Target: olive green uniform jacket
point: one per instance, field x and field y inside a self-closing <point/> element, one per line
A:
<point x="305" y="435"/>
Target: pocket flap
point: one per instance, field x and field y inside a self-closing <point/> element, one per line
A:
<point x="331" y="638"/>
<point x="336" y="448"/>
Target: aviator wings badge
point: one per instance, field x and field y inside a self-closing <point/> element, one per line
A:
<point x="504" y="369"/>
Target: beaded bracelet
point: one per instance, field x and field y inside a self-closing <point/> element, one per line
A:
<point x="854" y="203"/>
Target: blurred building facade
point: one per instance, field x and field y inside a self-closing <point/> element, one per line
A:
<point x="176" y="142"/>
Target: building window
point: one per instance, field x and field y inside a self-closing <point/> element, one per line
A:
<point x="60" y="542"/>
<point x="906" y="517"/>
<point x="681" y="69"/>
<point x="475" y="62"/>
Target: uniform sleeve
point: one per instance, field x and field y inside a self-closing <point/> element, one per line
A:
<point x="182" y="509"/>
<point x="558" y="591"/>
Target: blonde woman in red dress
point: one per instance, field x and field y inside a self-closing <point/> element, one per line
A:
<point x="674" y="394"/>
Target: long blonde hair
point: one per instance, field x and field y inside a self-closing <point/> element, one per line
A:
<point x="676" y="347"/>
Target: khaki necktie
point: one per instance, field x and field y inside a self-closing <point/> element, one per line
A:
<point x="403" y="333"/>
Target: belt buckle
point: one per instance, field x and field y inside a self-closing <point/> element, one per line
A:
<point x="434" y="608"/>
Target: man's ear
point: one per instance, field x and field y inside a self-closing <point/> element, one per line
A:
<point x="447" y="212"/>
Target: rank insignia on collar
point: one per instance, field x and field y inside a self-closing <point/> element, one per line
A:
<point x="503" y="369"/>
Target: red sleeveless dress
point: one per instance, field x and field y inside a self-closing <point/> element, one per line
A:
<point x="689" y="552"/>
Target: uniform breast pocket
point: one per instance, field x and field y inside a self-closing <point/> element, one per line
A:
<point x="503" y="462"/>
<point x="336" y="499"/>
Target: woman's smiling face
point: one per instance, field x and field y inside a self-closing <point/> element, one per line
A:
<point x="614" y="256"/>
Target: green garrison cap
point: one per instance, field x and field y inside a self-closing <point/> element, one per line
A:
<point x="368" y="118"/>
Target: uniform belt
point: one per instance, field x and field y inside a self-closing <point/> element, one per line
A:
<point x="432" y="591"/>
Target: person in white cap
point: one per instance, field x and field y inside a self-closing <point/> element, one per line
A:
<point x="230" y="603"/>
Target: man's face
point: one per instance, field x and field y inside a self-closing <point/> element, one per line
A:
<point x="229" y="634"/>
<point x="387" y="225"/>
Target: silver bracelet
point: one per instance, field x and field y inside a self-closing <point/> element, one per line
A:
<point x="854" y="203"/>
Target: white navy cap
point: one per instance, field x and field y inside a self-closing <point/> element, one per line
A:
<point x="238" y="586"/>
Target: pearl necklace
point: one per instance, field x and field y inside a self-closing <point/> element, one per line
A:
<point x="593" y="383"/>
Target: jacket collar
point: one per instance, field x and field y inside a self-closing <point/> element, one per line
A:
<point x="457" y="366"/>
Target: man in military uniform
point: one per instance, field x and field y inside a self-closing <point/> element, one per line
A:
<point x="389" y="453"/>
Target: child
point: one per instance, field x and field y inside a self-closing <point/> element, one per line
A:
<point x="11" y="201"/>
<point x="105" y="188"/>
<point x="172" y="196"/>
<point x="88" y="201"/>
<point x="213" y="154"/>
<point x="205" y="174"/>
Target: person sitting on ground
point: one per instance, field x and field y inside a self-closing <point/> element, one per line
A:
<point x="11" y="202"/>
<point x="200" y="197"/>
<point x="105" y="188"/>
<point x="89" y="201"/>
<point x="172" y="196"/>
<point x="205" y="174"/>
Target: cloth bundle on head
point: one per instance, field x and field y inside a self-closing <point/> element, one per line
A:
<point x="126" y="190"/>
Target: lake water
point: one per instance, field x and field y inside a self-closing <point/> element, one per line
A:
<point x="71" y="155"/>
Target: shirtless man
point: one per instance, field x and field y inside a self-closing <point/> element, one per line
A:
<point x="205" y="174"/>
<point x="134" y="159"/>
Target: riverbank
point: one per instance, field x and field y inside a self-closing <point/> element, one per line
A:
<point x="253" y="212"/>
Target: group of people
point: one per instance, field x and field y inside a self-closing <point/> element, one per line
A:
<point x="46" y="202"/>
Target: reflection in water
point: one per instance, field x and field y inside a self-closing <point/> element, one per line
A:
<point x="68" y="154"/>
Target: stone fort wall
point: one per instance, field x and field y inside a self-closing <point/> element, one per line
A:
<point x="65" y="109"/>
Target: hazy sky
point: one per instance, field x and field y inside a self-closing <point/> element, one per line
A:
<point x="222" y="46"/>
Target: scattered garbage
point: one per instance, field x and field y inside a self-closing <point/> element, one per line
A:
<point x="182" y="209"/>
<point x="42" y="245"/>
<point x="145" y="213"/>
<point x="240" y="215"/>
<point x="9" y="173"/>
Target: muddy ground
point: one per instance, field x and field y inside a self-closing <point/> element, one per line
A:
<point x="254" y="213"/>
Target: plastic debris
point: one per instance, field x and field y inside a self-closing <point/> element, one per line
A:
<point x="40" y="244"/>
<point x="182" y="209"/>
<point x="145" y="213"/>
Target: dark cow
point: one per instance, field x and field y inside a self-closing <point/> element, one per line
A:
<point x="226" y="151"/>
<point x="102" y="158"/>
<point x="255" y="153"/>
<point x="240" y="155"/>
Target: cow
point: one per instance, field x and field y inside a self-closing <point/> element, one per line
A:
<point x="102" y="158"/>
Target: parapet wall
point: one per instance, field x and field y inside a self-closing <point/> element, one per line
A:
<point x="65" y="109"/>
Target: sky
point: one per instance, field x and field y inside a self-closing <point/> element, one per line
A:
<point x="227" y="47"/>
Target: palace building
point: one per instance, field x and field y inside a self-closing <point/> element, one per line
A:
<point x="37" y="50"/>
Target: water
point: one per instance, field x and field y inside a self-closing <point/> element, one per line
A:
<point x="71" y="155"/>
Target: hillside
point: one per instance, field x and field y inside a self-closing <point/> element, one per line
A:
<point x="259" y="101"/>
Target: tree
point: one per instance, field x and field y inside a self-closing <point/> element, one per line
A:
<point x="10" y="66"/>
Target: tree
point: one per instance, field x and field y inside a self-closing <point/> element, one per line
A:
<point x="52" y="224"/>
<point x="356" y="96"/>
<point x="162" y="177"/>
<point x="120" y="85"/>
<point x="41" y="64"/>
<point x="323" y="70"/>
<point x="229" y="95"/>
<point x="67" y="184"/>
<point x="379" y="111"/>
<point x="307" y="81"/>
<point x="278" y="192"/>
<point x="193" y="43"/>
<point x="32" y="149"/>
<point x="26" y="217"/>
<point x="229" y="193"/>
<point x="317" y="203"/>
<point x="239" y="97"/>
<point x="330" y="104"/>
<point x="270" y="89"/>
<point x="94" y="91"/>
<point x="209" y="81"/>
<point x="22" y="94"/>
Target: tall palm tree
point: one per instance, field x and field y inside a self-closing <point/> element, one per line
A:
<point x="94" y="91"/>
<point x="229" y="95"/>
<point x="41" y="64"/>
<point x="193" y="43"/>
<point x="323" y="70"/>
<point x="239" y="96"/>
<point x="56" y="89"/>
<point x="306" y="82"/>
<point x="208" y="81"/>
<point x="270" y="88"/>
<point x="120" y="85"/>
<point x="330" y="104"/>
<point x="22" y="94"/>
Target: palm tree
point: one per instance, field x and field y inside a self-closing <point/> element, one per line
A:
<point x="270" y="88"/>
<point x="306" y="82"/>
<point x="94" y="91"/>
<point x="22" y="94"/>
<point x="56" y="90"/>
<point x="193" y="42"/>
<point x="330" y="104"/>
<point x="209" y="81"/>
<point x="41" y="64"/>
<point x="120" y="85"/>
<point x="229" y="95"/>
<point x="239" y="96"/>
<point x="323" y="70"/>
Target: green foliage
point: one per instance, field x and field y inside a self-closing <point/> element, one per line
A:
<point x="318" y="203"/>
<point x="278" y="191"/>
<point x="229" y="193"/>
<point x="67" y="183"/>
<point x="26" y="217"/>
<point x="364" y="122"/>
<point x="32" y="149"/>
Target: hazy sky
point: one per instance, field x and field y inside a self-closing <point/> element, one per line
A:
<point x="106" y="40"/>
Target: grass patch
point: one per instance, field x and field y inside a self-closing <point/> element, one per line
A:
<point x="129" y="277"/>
══════════
TASK OBJECTIVE ▸ Take the line with "Target: tall palm tree" and all lines after it through the end of the records, and write them out exactly; include nothing else.

RESPONSE BELOW ▸
Target: tall palm tree
point: one per instance, field x and field y inside a self-closing <point/> element, one per line
A:
<point x="94" y="91"/>
<point x="229" y="95"/>
<point x="41" y="64"/>
<point x="193" y="43"/>
<point x="323" y="70"/>
<point x="239" y="96"/>
<point x="56" y="89"/>
<point x="306" y="82"/>
<point x="208" y="81"/>
<point x="270" y="88"/>
<point x="120" y="85"/>
<point x="330" y="104"/>
<point x="22" y="94"/>
Target: palm tree
point: one per instance, field x and field y inside a self-closing <point/> element, one per line
A:
<point x="270" y="88"/>
<point x="306" y="82"/>
<point x="94" y="91"/>
<point x="22" y="94"/>
<point x="56" y="90"/>
<point x="193" y="42"/>
<point x="330" y="104"/>
<point x="209" y="81"/>
<point x="41" y="64"/>
<point x="120" y="85"/>
<point x="229" y="95"/>
<point x="239" y="96"/>
<point x="323" y="70"/>
Target: green foliage
point: one per instance, field x and field y inside a self-closing <point/> element, one per line
A:
<point x="318" y="203"/>
<point x="278" y="191"/>
<point x="229" y="193"/>
<point x="67" y="183"/>
<point x="26" y="217"/>
<point x="364" y="122"/>
<point x="32" y="149"/>
Target: hazy sky
point: one per instance, field x and field y inside a self-closing <point/> element, one per line
A:
<point x="106" y="40"/>
Target: grass patch
point: one per instance, field x and field y inside a self-closing <point/> element, one per line
A:
<point x="129" y="277"/>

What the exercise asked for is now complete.